YOUR OBJECTIVE:
Starting at the line that contains "sunlit leaf in the photo above.", print every remaining line of the entries, unchanged, and output nothing more.

DATASET CONTENT:
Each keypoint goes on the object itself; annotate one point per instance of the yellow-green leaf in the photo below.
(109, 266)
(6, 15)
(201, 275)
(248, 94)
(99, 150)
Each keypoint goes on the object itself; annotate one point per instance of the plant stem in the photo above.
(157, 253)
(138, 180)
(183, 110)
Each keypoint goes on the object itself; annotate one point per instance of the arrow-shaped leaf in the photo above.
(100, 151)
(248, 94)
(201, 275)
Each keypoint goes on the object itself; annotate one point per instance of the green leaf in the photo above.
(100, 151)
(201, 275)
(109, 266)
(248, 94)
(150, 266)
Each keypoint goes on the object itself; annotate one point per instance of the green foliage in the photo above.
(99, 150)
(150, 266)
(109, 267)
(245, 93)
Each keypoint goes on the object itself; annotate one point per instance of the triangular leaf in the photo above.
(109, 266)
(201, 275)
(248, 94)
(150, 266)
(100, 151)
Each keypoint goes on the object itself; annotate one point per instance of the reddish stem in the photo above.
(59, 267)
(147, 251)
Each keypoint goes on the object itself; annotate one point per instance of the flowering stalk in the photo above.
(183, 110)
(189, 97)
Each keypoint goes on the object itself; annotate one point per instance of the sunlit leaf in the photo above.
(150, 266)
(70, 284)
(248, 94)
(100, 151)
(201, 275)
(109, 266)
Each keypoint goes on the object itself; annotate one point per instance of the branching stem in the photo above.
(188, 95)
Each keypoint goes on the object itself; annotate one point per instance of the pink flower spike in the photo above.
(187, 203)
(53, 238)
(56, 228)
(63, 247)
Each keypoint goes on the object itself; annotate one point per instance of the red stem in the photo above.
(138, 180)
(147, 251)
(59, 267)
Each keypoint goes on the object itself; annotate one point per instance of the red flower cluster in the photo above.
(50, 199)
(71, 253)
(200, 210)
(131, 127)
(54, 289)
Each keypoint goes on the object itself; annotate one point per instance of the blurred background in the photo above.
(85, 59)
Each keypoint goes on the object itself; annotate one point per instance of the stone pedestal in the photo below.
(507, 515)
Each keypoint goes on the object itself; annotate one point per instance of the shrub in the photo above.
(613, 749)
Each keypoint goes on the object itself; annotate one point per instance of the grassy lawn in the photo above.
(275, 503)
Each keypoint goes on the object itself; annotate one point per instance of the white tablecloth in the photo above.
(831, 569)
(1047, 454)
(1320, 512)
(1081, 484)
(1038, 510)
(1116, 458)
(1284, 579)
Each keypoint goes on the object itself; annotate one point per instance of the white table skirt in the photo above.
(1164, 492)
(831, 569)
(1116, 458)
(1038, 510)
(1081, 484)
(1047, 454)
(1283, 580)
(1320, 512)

FINISHED TASK:
Each keypoint goes on the object itself; annotate one point per instance of the sunlit leaf in the photo above.
(150, 266)
(70, 284)
(248, 94)
(100, 151)
(201, 275)
(109, 266)
Each keypoint goes on the object itself; annotate one point per instance of the branching stem in the photo above.
(188, 95)
Each keypoint goes on the object itself; annotate one point per instance of the pink flower spike in the photo above.
(187, 203)
(53, 238)
(56, 228)
(63, 247)
Each keypoint goes on the object itself; annotate one point per instance of the red stem in the photo above.
(138, 180)
(147, 251)
(59, 267)
Each keypoint goes on the object itself; annotate one point per instance of the red flower cluster in the photo above.
(50, 199)
(71, 253)
(200, 210)
(131, 127)
(54, 289)
Each keypoint goes on the object itself; annotate one point per instance of the blurred background in the photo above.
(85, 59)
Each keypoint goes on the object itself; annotate one point per instance of the stone pedestal in the photo below.
(507, 515)
Each keypoint goes on the object itself; annotate one point per instance of the shrub in the photo above.
(613, 749)
Each keypoint goes on the object itself; annotate one point per instance of the grassy lawn in the photo above.
(275, 503)
Each keypoint goes on the object itself; annotate one point per instance of the white tablecloth in the photo above.
(831, 569)
(1047, 454)
(1320, 512)
(1081, 484)
(1038, 510)
(1116, 458)
(1284, 579)
Each keypoint goes on the object itself; annotate one point per instance of the white table skirt in the photo above.
(1164, 492)
(831, 569)
(1116, 458)
(1038, 510)
(1081, 484)
(1047, 454)
(1283, 580)
(1320, 512)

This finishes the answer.